- What is being asked
How does the passage about Padre Marcelo's murder in Chiapas continue after its last sentence? Write the next part.

- Source passage
§ §

Once in his car Padre Marcelo called a parish assistant who lived nearby with her family to say he was heading to another church and would pick her up on the way. While they were on the phone, she heard the pop of gunfire, a scream, and then a resigned cry of “Ay, ay.”

Surveillance footage shows the Ford drifting up the street before colliding gently with a parked car. The assistant, who asked me not to use her name, recalls grabbing her father and jumping in a cab. Within five minutes they reached Padre Marcelo’s car. It was surrounded by some twenty parishioners, but no police. They told her the shooter had been wearing a hoodie and a sports cap, but they could not make out his face. He had been on foot, with an accomplice on a motorcycle waiting to drive him away. There were bullet holes in the driver’s side window of the car, and inside, Padre Marcelo was dead.

For more than two decades Padre Marcelo had campaigned for the rights of Chiapas’s indigenous poor. As much as 40 percent of the state’s population is indigenous (predominantly Maya), and Padre Marcelo was a member of the Tsotsil, direct descendants of the Maya who inhabited the region before the Spanish conquest. Chiapas is starkly impoverished; a third of its population works on small corn and bean farms, a traditional form of agriculture that has spiritual significance for the Maya but has not provided a sufficient living for decades. For years indigenous farmers supplemented their income with seasonal migration to sugar plantations, coffee fincas, and cattle ranches, but many of those operations have closed down. Now two thirds of Chiapas’s residents live in poverty, almost half in extreme poverty. The average daily wage for an indigenous person in the state is the equivalent of less than five dollars.

Murder is widespread throughout Mexico, in great part owing to the drug cartels that have infiltrated all aspects of life. According to Amnesty International, more than 450,000 people have been murdered in the country since 2007, and over 100,000 have been disappeared. In Chiapas violence has risen precipitously since 2021, when gunmen from the Jalisco Nueva Generación cartel murdered El Junior, the son of the local leader of the Sinaloa cartel. In the ten months leading up to Padre Marcelo’s death, disappearances and displacements were up, and the rate of homicide had increased by more than 60 percent from the previous year. Considering these escalations, it’s no surprise that more than 500,000 residents of Chiapas—9 percent of the population—have migrated to the United States.

§ §

[Excerpt from a dataset]
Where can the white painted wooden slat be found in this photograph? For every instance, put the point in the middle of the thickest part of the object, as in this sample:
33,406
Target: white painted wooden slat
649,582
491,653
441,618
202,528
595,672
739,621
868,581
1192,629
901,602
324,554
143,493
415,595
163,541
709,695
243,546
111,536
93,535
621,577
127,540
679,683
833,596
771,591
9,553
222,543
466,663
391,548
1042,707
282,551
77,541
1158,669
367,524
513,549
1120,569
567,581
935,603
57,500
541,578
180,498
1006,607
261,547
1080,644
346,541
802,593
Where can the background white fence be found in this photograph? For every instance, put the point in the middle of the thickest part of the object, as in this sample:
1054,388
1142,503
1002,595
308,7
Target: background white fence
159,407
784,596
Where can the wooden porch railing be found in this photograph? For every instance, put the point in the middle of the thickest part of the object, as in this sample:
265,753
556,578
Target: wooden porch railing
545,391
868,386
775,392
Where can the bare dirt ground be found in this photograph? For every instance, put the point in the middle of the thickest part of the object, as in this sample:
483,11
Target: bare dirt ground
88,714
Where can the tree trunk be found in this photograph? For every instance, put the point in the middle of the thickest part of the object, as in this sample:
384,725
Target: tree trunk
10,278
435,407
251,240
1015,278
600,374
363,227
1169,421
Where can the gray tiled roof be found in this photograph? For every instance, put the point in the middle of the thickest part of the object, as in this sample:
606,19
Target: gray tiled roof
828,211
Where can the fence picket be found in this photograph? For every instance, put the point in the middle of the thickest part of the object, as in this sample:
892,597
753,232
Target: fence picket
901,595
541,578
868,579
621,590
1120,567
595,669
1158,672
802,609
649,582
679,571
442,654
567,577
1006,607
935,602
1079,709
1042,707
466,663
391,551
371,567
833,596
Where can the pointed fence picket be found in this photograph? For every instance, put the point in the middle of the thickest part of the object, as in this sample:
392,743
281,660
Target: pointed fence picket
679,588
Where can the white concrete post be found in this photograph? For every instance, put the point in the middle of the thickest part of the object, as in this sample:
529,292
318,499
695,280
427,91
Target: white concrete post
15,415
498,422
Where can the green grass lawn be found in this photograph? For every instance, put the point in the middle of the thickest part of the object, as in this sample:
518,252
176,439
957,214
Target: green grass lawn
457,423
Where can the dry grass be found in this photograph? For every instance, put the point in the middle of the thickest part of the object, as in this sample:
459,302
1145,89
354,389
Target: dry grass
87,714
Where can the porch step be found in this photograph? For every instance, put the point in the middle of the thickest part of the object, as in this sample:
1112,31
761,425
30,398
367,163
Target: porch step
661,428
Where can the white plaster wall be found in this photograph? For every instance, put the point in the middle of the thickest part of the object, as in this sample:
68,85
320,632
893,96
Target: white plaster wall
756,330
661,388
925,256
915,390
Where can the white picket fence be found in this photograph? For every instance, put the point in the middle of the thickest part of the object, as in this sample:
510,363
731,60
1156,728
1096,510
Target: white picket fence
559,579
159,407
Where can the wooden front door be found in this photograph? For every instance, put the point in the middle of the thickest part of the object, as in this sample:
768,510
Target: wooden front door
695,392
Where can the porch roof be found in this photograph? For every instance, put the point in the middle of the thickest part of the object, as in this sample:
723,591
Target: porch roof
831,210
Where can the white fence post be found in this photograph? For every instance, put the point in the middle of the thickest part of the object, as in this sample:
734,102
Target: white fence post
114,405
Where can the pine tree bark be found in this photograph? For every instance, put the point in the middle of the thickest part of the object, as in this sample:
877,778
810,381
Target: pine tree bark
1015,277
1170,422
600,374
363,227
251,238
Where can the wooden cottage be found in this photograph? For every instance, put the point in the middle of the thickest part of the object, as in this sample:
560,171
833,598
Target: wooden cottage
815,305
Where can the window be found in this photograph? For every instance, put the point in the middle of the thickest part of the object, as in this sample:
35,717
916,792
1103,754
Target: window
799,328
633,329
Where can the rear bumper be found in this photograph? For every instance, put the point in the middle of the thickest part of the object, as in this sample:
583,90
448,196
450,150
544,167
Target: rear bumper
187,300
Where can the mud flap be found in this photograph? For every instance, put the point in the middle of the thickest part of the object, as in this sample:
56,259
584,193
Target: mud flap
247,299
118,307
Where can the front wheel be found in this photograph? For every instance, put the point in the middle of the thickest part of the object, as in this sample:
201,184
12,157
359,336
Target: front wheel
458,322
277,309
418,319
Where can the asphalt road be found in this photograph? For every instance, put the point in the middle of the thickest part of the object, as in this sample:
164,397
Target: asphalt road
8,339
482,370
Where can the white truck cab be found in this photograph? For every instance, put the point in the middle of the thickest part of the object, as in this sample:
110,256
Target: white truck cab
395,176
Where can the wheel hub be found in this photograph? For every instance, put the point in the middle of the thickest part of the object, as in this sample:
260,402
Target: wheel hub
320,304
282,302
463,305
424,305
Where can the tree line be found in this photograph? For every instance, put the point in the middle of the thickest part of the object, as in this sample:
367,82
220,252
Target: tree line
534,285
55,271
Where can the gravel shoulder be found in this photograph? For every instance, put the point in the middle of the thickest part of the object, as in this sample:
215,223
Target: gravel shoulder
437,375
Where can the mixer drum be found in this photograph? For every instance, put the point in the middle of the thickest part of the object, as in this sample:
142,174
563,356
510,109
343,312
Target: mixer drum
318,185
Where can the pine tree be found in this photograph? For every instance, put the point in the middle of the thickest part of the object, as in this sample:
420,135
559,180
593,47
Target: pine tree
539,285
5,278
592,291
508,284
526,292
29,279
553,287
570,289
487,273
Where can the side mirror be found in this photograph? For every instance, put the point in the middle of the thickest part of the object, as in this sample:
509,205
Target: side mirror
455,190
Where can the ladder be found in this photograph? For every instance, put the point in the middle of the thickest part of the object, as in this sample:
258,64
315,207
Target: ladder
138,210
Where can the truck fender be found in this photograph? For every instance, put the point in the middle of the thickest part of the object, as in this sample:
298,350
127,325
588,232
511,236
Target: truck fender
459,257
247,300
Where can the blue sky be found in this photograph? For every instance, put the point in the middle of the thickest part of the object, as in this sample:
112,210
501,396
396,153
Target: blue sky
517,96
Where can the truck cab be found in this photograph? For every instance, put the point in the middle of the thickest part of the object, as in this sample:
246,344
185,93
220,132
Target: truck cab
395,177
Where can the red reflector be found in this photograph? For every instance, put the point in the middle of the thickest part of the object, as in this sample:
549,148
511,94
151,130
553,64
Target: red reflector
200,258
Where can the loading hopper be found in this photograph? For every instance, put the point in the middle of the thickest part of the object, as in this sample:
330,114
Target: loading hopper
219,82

§ §

- Output
The Jalisco cartel has lately been attempting to take over Sinaloa’s lucrative rackets at the border between Chiapas and Guatemala, fighting with rocket-propelled grenades, drones, and heavily armored trucks known as narco-tanks. Entire towns have been abandoned for weeks at a time: last July nearly six hundred residents of Amatenango de la Frontera fled to Guatemala. And the cartels’ infiltrations have seemed to make the Mexican military increasingly skittish and violent. In October, after a smuggling truck refused an army squad’s orders to stop, soldiers opened fire, killing or maiming sixteen people. The majority were desperate migrants from Egypt, Nepal, Pakistan, and Cuba.

A special prosecutor in the attorney general’s office speculated that there isn’t a single municipality in Chiapas that the cartels don’t dominate; in fact their infiltration is so extensive that it has become impossible to measure. In Chiapas the two centers of resistance are the Zapatistas—the revolutionary insurgents who maintain their own health care and education systems and aspire to agricultural self-sufficiency—and the Maya known as the pueblo creyente, or “communities of believers.” Marcelo was a vocal leader in the community; his murder has dealt a severe blow to its ability to challenge the cartels.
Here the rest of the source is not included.